BRIEF:
Reproduce the part of the records that opens with the line containing "white cloud — bbox?" and runs through the end of the records, requests included, adding 130 to every bounding-box coordinate in the answers but leaving the numbers in the requests and their format samples unchanged. Leave the pictures out of your answer.

A block of data:
########

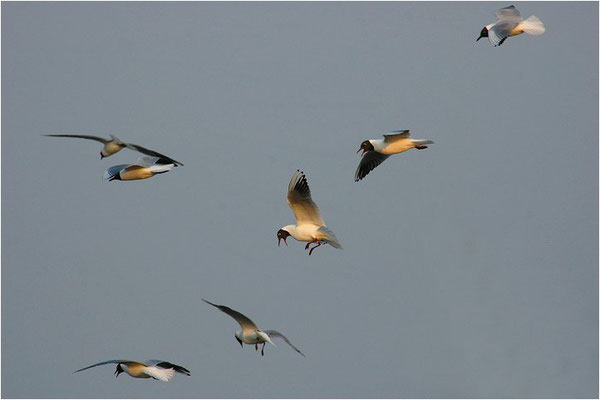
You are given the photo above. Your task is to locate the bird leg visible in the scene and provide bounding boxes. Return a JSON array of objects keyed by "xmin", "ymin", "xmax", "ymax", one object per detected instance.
[{"xmin": 308, "ymin": 242, "xmax": 323, "ymax": 256}]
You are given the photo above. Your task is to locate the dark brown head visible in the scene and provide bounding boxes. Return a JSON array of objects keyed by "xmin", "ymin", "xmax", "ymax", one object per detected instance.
[
  {"xmin": 476, "ymin": 26, "xmax": 488, "ymax": 41},
  {"xmin": 277, "ymin": 229, "xmax": 290, "ymax": 247},
  {"xmin": 357, "ymin": 140, "xmax": 375, "ymax": 156}
]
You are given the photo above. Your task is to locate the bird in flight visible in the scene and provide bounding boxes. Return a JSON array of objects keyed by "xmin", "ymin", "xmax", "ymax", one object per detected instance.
[
  {"xmin": 277, "ymin": 170, "xmax": 342, "ymax": 255},
  {"xmin": 44, "ymin": 134, "xmax": 183, "ymax": 166},
  {"xmin": 476, "ymin": 6, "xmax": 546, "ymax": 47},
  {"xmin": 202, "ymin": 299, "xmax": 305, "ymax": 357},
  {"xmin": 354, "ymin": 129, "xmax": 433, "ymax": 182},
  {"xmin": 73, "ymin": 360, "xmax": 190, "ymax": 382},
  {"xmin": 104, "ymin": 157, "xmax": 175, "ymax": 181}
]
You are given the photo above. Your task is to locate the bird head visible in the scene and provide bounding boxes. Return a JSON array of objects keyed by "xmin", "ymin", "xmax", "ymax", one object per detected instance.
[
  {"xmin": 476, "ymin": 26, "xmax": 488, "ymax": 41},
  {"xmin": 277, "ymin": 229, "xmax": 290, "ymax": 247},
  {"xmin": 235, "ymin": 331, "xmax": 244, "ymax": 348},
  {"xmin": 356, "ymin": 140, "xmax": 375, "ymax": 156}
]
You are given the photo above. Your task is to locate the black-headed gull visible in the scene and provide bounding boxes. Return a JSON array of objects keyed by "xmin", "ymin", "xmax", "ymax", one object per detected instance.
[
  {"xmin": 354, "ymin": 129, "xmax": 433, "ymax": 182},
  {"xmin": 277, "ymin": 170, "xmax": 342, "ymax": 255},
  {"xmin": 104, "ymin": 157, "xmax": 175, "ymax": 181},
  {"xmin": 202, "ymin": 299, "xmax": 304, "ymax": 356},
  {"xmin": 74, "ymin": 360, "xmax": 190, "ymax": 382},
  {"xmin": 44, "ymin": 134, "xmax": 183, "ymax": 166},
  {"xmin": 476, "ymin": 6, "xmax": 546, "ymax": 47}
]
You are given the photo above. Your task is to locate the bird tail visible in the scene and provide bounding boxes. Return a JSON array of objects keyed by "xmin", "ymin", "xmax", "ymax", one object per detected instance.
[
  {"xmin": 521, "ymin": 15, "xmax": 546, "ymax": 35},
  {"xmin": 319, "ymin": 226, "xmax": 342, "ymax": 249}
]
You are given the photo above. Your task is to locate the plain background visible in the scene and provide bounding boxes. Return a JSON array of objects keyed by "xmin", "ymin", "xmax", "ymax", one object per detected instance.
[{"xmin": 2, "ymin": 2, "xmax": 598, "ymax": 398}]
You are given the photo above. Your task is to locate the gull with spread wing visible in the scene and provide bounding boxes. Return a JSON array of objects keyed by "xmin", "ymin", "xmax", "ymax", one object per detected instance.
[
  {"xmin": 104, "ymin": 157, "xmax": 175, "ymax": 181},
  {"xmin": 277, "ymin": 170, "xmax": 342, "ymax": 255},
  {"xmin": 354, "ymin": 129, "xmax": 433, "ymax": 182},
  {"xmin": 44, "ymin": 134, "xmax": 183, "ymax": 167},
  {"xmin": 476, "ymin": 6, "xmax": 546, "ymax": 47},
  {"xmin": 202, "ymin": 299, "xmax": 304, "ymax": 357},
  {"xmin": 73, "ymin": 360, "xmax": 190, "ymax": 382}
]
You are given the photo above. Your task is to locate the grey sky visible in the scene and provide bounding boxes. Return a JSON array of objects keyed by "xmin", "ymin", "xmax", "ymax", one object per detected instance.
[{"xmin": 2, "ymin": 2, "xmax": 598, "ymax": 398}]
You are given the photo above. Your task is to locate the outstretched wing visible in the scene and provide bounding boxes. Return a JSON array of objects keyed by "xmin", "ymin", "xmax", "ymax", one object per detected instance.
[
  {"xmin": 144, "ymin": 360, "xmax": 191, "ymax": 376},
  {"xmin": 263, "ymin": 330, "xmax": 306, "ymax": 357},
  {"xmin": 287, "ymin": 170, "xmax": 325, "ymax": 226},
  {"xmin": 488, "ymin": 20, "xmax": 519, "ymax": 46},
  {"xmin": 354, "ymin": 151, "xmax": 389, "ymax": 182},
  {"xmin": 496, "ymin": 6, "xmax": 521, "ymax": 20},
  {"xmin": 202, "ymin": 299, "xmax": 258, "ymax": 332},
  {"xmin": 125, "ymin": 143, "xmax": 183, "ymax": 166},
  {"xmin": 73, "ymin": 360, "xmax": 135, "ymax": 373},
  {"xmin": 44, "ymin": 134, "xmax": 110, "ymax": 144},
  {"xmin": 383, "ymin": 129, "xmax": 410, "ymax": 143}
]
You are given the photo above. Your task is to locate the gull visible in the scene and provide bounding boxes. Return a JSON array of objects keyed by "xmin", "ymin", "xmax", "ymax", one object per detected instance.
[
  {"xmin": 476, "ymin": 6, "xmax": 546, "ymax": 47},
  {"xmin": 354, "ymin": 129, "xmax": 433, "ymax": 182},
  {"xmin": 277, "ymin": 170, "xmax": 342, "ymax": 255},
  {"xmin": 104, "ymin": 157, "xmax": 175, "ymax": 181},
  {"xmin": 44, "ymin": 134, "xmax": 183, "ymax": 166},
  {"xmin": 202, "ymin": 299, "xmax": 306, "ymax": 357},
  {"xmin": 73, "ymin": 360, "xmax": 190, "ymax": 382}
]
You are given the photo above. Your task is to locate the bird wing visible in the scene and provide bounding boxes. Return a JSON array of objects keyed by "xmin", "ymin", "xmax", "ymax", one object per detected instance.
[
  {"xmin": 202, "ymin": 299, "xmax": 258, "ymax": 332},
  {"xmin": 142, "ymin": 365, "xmax": 175, "ymax": 382},
  {"xmin": 354, "ymin": 151, "xmax": 389, "ymax": 182},
  {"xmin": 44, "ymin": 135, "xmax": 110, "ymax": 144},
  {"xmin": 263, "ymin": 330, "xmax": 306, "ymax": 357},
  {"xmin": 73, "ymin": 360, "xmax": 131, "ymax": 373},
  {"xmin": 496, "ymin": 6, "xmax": 521, "ymax": 20},
  {"xmin": 287, "ymin": 170, "xmax": 325, "ymax": 226},
  {"xmin": 144, "ymin": 360, "xmax": 191, "ymax": 376},
  {"xmin": 488, "ymin": 20, "xmax": 519, "ymax": 46},
  {"xmin": 383, "ymin": 129, "xmax": 410, "ymax": 143},
  {"xmin": 104, "ymin": 164, "xmax": 130, "ymax": 180},
  {"xmin": 125, "ymin": 143, "xmax": 183, "ymax": 166}
]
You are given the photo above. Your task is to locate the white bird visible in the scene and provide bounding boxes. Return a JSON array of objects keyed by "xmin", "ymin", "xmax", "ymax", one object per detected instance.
[
  {"xmin": 104, "ymin": 157, "xmax": 175, "ymax": 181},
  {"xmin": 44, "ymin": 134, "xmax": 183, "ymax": 166},
  {"xmin": 354, "ymin": 129, "xmax": 433, "ymax": 182},
  {"xmin": 202, "ymin": 299, "xmax": 306, "ymax": 357},
  {"xmin": 73, "ymin": 360, "xmax": 190, "ymax": 382},
  {"xmin": 476, "ymin": 6, "xmax": 546, "ymax": 47},
  {"xmin": 277, "ymin": 170, "xmax": 342, "ymax": 255}
]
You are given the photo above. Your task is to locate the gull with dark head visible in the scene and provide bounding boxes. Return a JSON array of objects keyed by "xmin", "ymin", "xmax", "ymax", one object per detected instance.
[
  {"xmin": 354, "ymin": 129, "xmax": 433, "ymax": 182},
  {"xmin": 476, "ymin": 6, "xmax": 546, "ymax": 47},
  {"xmin": 44, "ymin": 134, "xmax": 183, "ymax": 167},
  {"xmin": 277, "ymin": 170, "xmax": 342, "ymax": 255},
  {"xmin": 104, "ymin": 157, "xmax": 175, "ymax": 181},
  {"xmin": 74, "ymin": 360, "xmax": 190, "ymax": 382},
  {"xmin": 202, "ymin": 299, "xmax": 304, "ymax": 356}
]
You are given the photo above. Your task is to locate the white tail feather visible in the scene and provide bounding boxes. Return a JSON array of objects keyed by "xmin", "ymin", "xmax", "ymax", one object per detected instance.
[{"xmin": 521, "ymin": 15, "xmax": 546, "ymax": 35}]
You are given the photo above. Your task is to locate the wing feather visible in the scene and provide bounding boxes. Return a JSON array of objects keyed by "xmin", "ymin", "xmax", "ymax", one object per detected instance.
[
  {"xmin": 354, "ymin": 151, "xmax": 389, "ymax": 182},
  {"xmin": 125, "ymin": 143, "xmax": 183, "ymax": 166},
  {"xmin": 202, "ymin": 299, "xmax": 258, "ymax": 331},
  {"xmin": 263, "ymin": 330, "xmax": 306, "ymax": 357},
  {"xmin": 73, "ymin": 360, "xmax": 131, "ymax": 373},
  {"xmin": 287, "ymin": 170, "xmax": 325, "ymax": 226}
]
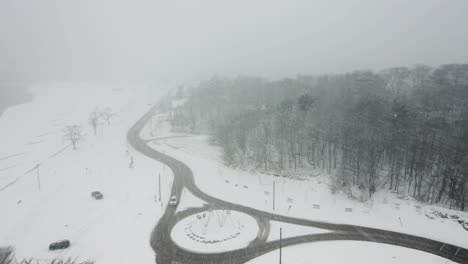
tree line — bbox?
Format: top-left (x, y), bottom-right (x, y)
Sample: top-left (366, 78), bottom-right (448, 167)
top-left (171, 64), bottom-right (468, 210)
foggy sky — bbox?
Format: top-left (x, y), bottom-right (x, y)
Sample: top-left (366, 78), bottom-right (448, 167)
top-left (0, 0), bottom-right (468, 81)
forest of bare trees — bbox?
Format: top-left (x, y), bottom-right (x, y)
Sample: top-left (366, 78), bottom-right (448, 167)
top-left (172, 64), bottom-right (468, 210)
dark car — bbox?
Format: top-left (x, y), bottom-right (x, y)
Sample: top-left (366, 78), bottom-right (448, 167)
top-left (49, 240), bottom-right (70, 250)
top-left (91, 191), bottom-right (104, 200)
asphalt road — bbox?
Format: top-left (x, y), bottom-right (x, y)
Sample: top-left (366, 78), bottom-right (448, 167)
top-left (127, 105), bottom-right (468, 264)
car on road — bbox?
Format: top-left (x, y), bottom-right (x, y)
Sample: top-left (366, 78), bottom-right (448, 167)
top-left (49, 239), bottom-right (70, 250)
top-left (169, 195), bottom-right (178, 206)
top-left (91, 191), bottom-right (104, 200)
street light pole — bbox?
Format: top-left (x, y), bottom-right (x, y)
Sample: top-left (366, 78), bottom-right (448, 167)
top-left (36, 164), bottom-right (41, 192)
top-left (280, 227), bottom-right (283, 264)
top-left (273, 180), bottom-right (276, 211)
top-left (158, 173), bottom-right (161, 201)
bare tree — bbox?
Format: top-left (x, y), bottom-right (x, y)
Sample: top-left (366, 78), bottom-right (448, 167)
top-left (99, 107), bottom-right (116, 125)
top-left (63, 125), bottom-right (84, 150)
top-left (88, 108), bottom-right (101, 135)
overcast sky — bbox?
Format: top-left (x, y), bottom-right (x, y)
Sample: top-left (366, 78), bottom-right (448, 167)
top-left (0, 0), bottom-right (468, 81)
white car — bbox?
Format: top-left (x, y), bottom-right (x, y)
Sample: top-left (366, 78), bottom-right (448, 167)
top-left (169, 195), bottom-right (177, 206)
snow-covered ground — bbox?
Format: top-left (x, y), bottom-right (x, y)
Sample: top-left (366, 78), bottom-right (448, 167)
top-left (0, 84), bottom-right (173, 264)
top-left (247, 241), bottom-right (454, 264)
top-left (171, 210), bottom-right (258, 253)
top-left (144, 117), bottom-right (468, 252)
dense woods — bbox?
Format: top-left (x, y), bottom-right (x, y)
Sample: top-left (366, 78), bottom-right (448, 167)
top-left (171, 64), bottom-right (468, 210)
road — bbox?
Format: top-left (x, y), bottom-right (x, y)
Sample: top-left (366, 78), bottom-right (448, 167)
top-left (127, 108), bottom-right (468, 264)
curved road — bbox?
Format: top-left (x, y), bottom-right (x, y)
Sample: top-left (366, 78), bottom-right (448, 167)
top-left (127, 105), bottom-right (468, 264)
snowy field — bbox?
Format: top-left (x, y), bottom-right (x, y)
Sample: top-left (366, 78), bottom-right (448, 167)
top-left (143, 117), bottom-right (468, 254)
top-left (247, 241), bottom-right (454, 264)
top-left (0, 84), bottom-right (173, 264)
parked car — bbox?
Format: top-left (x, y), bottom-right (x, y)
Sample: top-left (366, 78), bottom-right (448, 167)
top-left (169, 195), bottom-right (178, 206)
top-left (91, 191), bottom-right (104, 200)
top-left (49, 239), bottom-right (70, 250)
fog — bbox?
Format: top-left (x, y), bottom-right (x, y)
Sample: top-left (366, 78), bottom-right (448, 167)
top-left (0, 0), bottom-right (468, 81)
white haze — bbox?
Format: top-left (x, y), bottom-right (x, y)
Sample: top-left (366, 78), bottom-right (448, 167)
top-left (0, 0), bottom-right (468, 81)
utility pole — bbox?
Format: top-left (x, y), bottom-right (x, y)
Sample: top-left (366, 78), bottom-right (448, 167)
top-left (273, 180), bottom-right (276, 211)
top-left (158, 173), bottom-right (161, 201)
top-left (280, 227), bottom-right (283, 264)
top-left (36, 164), bottom-right (41, 192)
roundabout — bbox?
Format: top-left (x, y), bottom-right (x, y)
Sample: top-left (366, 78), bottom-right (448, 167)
top-left (127, 107), bottom-right (468, 264)
top-left (171, 209), bottom-right (259, 253)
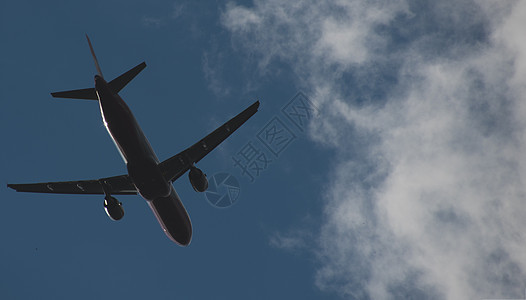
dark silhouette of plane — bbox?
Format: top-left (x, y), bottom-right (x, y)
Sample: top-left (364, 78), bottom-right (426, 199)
top-left (7, 35), bottom-right (259, 246)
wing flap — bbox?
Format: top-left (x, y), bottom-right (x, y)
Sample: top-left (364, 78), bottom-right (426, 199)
top-left (159, 101), bottom-right (259, 182)
top-left (51, 88), bottom-right (99, 100)
top-left (7, 175), bottom-right (137, 195)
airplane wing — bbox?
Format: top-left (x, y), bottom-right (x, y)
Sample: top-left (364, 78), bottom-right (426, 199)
top-left (159, 101), bottom-right (259, 182)
top-left (7, 175), bottom-right (137, 195)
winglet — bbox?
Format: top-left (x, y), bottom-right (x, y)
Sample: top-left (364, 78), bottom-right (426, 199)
top-left (86, 33), bottom-right (104, 78)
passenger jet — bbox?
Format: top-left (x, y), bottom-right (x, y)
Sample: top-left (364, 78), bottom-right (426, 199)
top-left (7, 35), bottom-right (259, 246)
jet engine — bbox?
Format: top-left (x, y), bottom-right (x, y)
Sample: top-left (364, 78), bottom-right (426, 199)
top-left (188, 166), bottom-right (208, 192)
top-left (104, 195), bottom-right (124, 221)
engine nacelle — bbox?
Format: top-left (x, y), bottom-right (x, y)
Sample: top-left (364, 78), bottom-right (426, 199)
top-left (104, 195), bottom-right (124, 221)
top-left (188, 166), bottom-right (208, 192)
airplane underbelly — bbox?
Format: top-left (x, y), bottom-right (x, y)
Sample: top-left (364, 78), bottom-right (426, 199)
top-left (148, 186), bottom-right (192, 246)
top-left (126, 160), bottom-right (172, 201)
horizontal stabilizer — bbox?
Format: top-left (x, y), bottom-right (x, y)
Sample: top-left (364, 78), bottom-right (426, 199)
top-left (51, 88), bottom-right (99, 100)
top-left (51, 62), bottom-right (146, 100)
top-left (109, 62), bottom-right (146, 94)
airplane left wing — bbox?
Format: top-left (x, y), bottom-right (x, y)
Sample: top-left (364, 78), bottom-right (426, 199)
top-left (7, 175), bottom-right (137, 195)
top-left (159, 101), bottom-right (259, 182)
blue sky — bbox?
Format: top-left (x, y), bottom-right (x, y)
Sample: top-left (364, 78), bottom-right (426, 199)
top-left (0, 0), bottom-right (526, 299)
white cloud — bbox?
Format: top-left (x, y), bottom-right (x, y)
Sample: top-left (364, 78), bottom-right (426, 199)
top-left (222, 0), bottom-right (526, 299)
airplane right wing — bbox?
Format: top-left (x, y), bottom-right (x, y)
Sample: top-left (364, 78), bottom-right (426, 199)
top-left (7, 175), bottom-right (137, 195)
top-left (159, 101), bottom-right (259, 182)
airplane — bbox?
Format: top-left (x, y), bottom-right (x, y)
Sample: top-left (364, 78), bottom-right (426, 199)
top-left (7, 35), bottom-right (259, 246)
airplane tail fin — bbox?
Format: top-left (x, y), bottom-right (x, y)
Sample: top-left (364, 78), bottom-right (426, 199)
top-left (51, 34), bottom-right (146, 100)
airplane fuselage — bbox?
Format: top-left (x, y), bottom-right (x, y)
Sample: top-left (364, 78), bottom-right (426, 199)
top-left (95, 75), bottom-right (192, 245)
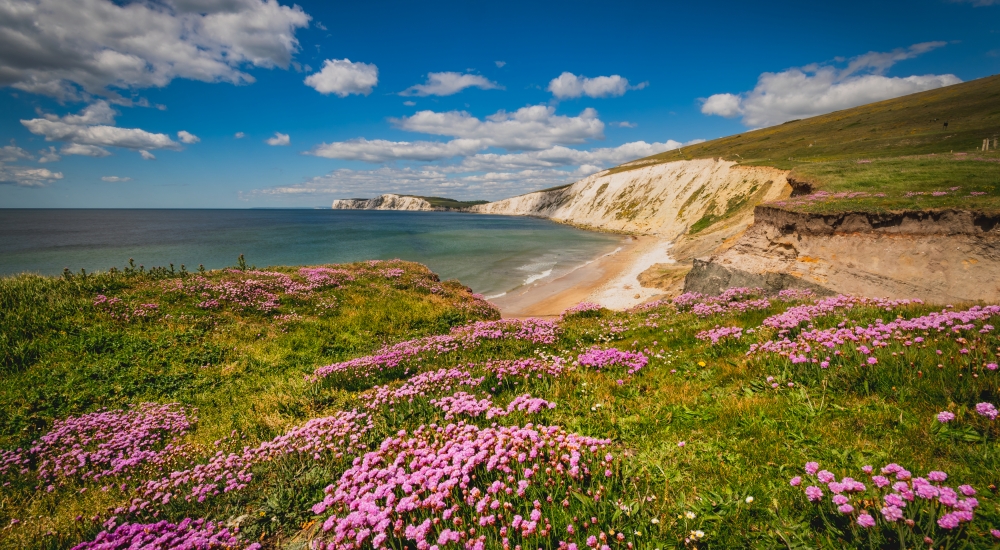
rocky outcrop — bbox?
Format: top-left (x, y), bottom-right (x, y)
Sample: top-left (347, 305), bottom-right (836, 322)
top-left (684, 206), bottom-right (1000, 302)
top-left (333, 193), bottom-right (435, 211)
top-left (470, 159), bottom-right (791, 241)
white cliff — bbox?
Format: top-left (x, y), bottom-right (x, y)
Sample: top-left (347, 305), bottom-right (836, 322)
top-left (333, 193), bottom-right (434, 211)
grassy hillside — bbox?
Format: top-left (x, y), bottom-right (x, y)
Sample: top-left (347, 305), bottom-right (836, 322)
top-left (612, 76), bottom-right (1000, 216)
top-left (403, 195), bottom-right (489, 210)
top-left (0, 262), bottom-right (1000, 550)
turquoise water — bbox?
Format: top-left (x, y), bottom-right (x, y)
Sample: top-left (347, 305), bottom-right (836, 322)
top-left (0, 209), bottom-right (620, 296)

########

REPLY:
white cloud — bbox?
Format: top-left (x, y), bottom-right (x, y)
Sample: top-left (364, 78), bottom-right (426, 199)
top-left (352, 130), bottom-right (656, 429)
airplane right wing — bbox?
Format: top-left (x, y), bottom-right (x, y)
Sample: top-left (364, 78), bottom-right (426, 199)
top-left (137, 305), bottom-right (267, 325)
top-left (289, 231), bottom-right (389, 312)
airplane — bbox?
Format: top-left (x, y), bottom-right (x, y)
Sample: top-left (364, 78), bottom-right (426, 199)
top-left (137, 165), bottom-right (389, 376)
airplane tail fin — bbox?
Format: top-left (x, y), bottom-right (x, y)
Sample: top-left (364, 78), bottom-right (426, 199)
top-left (181, 164), bottom-right (276, 230)
airplane fuselage — bbox?
Format: top-left (x, y), bottom-right (x, y)
Sample: top-left (364, 78), bottom-right (426, 199)
top-left (225, 205), bottom-right (322, 375)
rocky outcrop — bbox?
Format: top-left (x, y), bottom-right (x, y)
Sample: top-left (347, 305), bottom-right (836, 322)
top-left (814, 336), bottom-right (1130, 432)
top-left (463, 323), bottom-right (565, 341)
top-left (600, 289), bottom-right (921, 371)
white cliff — bbox?
Format: top-left (x, y), bottom-right (x, y)
Sample: top-left (347, 305), bottom-right (836, 322)
top-left (463, 323), bottom-right (564, 341)
grassy hillside — bbox?
Format: top-left (x, y), bottom-right (x, y)
Sample: top-left (347, 305), bottom-right (836, 322)
top-left (742, 206), bottom-right (1130, 346)
top-left (533, 325), bottom-right (619, 340)
top-left (130, 392), bottom-right (1130, 680)
turquoise water — bbox?
Format: top-left (x, y), bottom-right (x, y)
Sample: top-left (347, 305), bottom-right (836, 322)
top-left (130, 339), bottom-right (750, 426)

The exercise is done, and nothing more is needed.